Entries

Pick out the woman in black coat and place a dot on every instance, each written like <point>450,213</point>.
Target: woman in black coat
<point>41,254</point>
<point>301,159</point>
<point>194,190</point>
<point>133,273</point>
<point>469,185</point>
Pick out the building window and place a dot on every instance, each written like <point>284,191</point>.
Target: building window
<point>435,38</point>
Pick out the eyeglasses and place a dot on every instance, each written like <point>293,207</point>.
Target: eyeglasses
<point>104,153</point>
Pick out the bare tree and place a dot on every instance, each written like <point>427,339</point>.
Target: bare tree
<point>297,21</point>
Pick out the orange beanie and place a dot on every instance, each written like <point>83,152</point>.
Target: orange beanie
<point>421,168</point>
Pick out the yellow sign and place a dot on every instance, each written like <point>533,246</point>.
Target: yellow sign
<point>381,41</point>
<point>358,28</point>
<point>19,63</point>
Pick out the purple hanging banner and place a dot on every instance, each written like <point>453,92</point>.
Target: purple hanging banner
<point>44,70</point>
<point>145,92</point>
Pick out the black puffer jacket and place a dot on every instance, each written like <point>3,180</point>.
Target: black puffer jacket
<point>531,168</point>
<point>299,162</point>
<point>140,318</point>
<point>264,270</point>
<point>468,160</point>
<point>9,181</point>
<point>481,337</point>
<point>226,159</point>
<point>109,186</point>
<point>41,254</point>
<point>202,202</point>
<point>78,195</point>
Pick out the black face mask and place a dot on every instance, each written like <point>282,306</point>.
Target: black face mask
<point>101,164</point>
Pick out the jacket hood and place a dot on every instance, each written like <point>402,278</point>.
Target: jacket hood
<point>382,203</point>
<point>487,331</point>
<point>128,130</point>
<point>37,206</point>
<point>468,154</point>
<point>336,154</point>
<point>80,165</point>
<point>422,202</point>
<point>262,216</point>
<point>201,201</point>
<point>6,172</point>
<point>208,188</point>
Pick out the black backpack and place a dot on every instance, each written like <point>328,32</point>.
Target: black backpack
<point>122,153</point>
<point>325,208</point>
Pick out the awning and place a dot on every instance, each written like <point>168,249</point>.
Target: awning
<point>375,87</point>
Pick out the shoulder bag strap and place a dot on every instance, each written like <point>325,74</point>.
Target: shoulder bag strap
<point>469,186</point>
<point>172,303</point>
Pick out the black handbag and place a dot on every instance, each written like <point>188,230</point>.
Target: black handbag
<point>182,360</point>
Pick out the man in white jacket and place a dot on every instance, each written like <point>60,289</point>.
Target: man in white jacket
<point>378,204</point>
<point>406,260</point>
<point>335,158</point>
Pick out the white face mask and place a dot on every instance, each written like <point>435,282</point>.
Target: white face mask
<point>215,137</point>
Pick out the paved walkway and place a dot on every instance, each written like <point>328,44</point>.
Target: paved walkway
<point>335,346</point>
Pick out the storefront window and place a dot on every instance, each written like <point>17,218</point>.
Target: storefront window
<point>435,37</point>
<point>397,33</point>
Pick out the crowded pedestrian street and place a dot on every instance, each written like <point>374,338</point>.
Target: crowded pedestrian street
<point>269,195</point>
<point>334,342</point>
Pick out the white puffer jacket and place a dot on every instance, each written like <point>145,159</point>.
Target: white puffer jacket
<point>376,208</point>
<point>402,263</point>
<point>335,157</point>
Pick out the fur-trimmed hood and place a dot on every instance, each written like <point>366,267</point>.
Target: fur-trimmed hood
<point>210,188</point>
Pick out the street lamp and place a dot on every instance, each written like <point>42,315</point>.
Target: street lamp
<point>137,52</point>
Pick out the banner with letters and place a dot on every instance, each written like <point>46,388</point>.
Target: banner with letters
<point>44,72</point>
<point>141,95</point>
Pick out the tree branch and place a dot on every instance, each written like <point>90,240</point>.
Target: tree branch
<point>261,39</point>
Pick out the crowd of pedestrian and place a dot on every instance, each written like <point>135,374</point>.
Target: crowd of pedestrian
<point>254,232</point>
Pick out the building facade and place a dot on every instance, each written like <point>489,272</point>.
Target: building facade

What the exercise asks
Quote all of the rows above verbatim.

Solution to the exercise
Pick out the woman in black coat and place a dot on every instance, each written like <point>450,213</point>.
Target: woman in black coat
<point>41,254</point>
<point>301,159</point>
<point>194,190</point>
<point>133,273</point>
<point>469,185</point>
Pick out the building window and place a dot on every instance, each written like <point>284,191</point>.
Target: building window
<point>435,38</point>
Pick out the eyeglasses and place a dot on every instance, each written like <point>293,207</point>.
Target: eyeglasses
<point>104,153</point>
Pick out the bare tree and place a dot on every instance, each written like <point>427,339</point>.
Target: bare tree
<point>297,21</point>
Pick out the orange beanie and place a dot on every instance, each written like <point>83,152</point>.
Target: orange beanie
<point>421,168</point>
Pick out the yellow sign and place a dot on every instance, each written like <point>533,246</point>.
Target: yellow sign
<point>381,41</point>
<point>358,28</point>
<point>19,63</point>
Pick out the purple hanging banner and place a dot on every instance, each written like <point>453,92</point>.
Target: purple hanging banner
<point>44,70</point>
<point>145,92</point>
Pick out the black puffer jacket and place a dot on every instance, each written like <point>3,180</point>.
Target: black puffer jacket
<point>531,168</point>
<point>299,162</point>
<point>140,318</point>
<point>264,270</point>
<point>468,160</point>
<point>9,181</point>
<point>481,337</point>
<point>226,159</point>
<point>109,186</point>
<point>41,254</point>
<point>202,202</point>
<point>78,195</point>
Pick out the black face mask and place a dot on every instance, each written like <point>282,306</point>.
Target: black face mask
<point>101,164</point>
Pick out the jacket hood and place a dot on every instance, each written like <point>402,278</point>.
Target: jacket hood
<point>382,203</point>
<point>487,331</point>
<point>128,130</point>
<point>37,206</point>
<point>468,154</point>
<point>336,154</point>
<point>80,165</point>
<point>422,202</point>
<point>262,216</point>
<point>201,201</point>
<point>6,172</point>
<point>208,188</point>
Pick out the black backpack and place a dot on every instance, each written like <point>328,32</point>.
Target: black backpack
<point>122,153</point>
<point>325,208</point>
Pick out the awning and place a dot on every instance, each written like <point>168,249</point>.
Target: awning
<point>375,87</point>
Pick out the shoulder bag strap and place a dot on every instance, each written like <point>325,74</point>.
Target: shoulder bag strap
<point>469,186</point>
<point>172,303</point>
Pick out the black handbag and place a dot on every instance, each written like <point>188,230</point>.
Target: black handbag
<point>182,360</point>
Pick out the man in white jacket and place a dot on every instance, each written like <point>60,289</point>.
Target: man in white jacket
<point>378,204</point>
<point>406,260</point>
<point>335,158</point>
Pick out the white face mask and place a dot on every instance, each written like <point>435,282</point>.
Target: white face mask
<point>215,137</point>
Pick out the paved walkway and place a dot on every instance, each written like <point>328,44</point>.
Target: paved walkway
<point>335,346</point>
Pick out the storefront window and place a dot on every instance, each written like <point>17,218</point>.
Target: storefront window
<point>435,37</point>
<point>397,33</point>
Pick out the crowded pedestrian street and place a dot on every instance, each written like <point>374,338</point>.
Target: crowded pedestrian street
<point>269,195</point>
<point>334,342</point>
Pick out the white puffer jacket and place a dot on every instance, each written like <point>145,159</point>.
Target: white puffer jacket
<point>376,208</point>
<point>402,263</point>
<point>335,157</point>
Pick out the fur-trimmed hood and place a dot on every instance, each written like <point>366,267</point>.
Target: fur-trimmed hood
<point>210,188</point>
Pick out the street lamp and place a dot on every instance, each written like <point>42,315</point>.
Target: street lamp
<point>137,52</point>
Pick out the banner with letters and place a dot on every instance, each written like <point>46,388</point>.
Target: banner with letters
<point>44,72</point>
<point>141,95</point>
Pick out the tree branch and place a dot on every instance, each written like <point>90,240</point>.
Target: tree branch
<point>261,39</point>
Pick out the crowd of pedestrian and place a dot on every instance, each written like <point>135,374</point>.
Target: crowd of pedestrian
<point>254,232</point>
Pick out the building facade and place a dot on every instance, each written like <point>489,272</point>.
Target: building facade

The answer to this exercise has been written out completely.